- **REQUIREMENTS**
Beginning at the line containing "of the open", output every line to the end of the data below exactly as it appears.

- **RAW DATA**
--- begin ---

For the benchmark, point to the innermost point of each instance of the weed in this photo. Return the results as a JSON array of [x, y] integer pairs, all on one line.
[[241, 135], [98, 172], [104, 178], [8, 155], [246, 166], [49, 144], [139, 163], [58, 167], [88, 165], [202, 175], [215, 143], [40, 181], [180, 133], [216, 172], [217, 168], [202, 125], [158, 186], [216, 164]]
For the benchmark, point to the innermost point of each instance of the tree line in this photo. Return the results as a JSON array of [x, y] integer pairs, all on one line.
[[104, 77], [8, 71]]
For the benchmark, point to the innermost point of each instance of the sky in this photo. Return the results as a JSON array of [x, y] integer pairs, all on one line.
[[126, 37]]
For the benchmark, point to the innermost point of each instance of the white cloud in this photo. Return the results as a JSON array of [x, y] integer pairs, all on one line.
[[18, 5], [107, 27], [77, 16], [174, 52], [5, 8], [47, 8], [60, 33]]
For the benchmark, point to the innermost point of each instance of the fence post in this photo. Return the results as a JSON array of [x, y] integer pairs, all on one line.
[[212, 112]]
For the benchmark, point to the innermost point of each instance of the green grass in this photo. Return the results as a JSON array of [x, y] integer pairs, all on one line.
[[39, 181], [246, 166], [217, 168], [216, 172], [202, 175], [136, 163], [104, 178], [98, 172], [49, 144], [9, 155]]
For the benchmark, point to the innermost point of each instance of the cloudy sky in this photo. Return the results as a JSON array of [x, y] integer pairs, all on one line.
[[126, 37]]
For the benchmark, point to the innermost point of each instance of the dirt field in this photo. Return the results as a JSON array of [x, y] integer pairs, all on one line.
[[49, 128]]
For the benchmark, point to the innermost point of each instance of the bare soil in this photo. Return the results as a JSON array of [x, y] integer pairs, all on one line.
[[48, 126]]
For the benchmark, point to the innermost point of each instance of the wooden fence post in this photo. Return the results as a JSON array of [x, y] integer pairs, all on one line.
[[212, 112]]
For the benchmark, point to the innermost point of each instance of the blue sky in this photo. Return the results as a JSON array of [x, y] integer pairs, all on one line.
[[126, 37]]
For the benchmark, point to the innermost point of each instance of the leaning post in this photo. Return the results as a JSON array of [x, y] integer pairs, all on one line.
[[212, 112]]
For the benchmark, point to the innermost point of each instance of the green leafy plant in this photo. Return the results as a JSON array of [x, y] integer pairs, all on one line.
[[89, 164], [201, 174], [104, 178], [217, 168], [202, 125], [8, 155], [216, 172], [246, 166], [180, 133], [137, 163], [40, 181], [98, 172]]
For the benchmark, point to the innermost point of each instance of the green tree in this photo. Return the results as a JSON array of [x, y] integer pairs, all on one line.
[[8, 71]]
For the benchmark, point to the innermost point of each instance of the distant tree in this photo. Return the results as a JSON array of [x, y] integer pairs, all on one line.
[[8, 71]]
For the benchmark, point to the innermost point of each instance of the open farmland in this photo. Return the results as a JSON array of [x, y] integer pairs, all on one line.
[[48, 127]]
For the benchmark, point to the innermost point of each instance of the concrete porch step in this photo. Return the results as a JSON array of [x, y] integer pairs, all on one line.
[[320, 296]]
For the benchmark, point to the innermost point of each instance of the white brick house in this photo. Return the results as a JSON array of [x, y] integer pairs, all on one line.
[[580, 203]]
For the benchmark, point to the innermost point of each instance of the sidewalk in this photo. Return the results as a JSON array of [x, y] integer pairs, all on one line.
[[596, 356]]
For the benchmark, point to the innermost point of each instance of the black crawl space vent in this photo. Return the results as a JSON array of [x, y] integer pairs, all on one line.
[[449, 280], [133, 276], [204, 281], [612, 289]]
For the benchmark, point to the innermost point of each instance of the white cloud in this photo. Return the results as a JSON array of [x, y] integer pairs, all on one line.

--- end ---

- **ANSWER TO THIS PROBLEM**
For the benchmark, point to the innermost point of each instance of the open farmland in this photo. Return the results as a JSON array of [x, y] integer pairs, all on one line.
[[48, 127]]
For the benchmark, point to the innermost point of each instance of the concrete porch step in this photo. Return the results as a JSON array of [x, y] integer pairs, all on one line.
[[320, 296]]
For the benchmark, point to the innermost point of each instance of the white brick house in this photo. Return the results as a JSON array of [x, y] integer pairs, all on one line.
[[580, 203]]
For the benchmark, point to the innermost point of each instance of the sidewalk in this photo. Return the results as a JSON array of [x, y] integer pairs, all on one line.
[[596, 356]]
For the benchmark, point to the innermost point of each instance of the black crawl space vent in this photo. Return the results as a JSON array of [x, y] integer pairs, all on one line.
[[449, 280], [133, 276], [204, 281], [612, 289]]
For the benchmark, point to the innermost point of each instance of the white cloud in this photo. Return the results as a JSON array of [x, y] integer pairs, all on one line.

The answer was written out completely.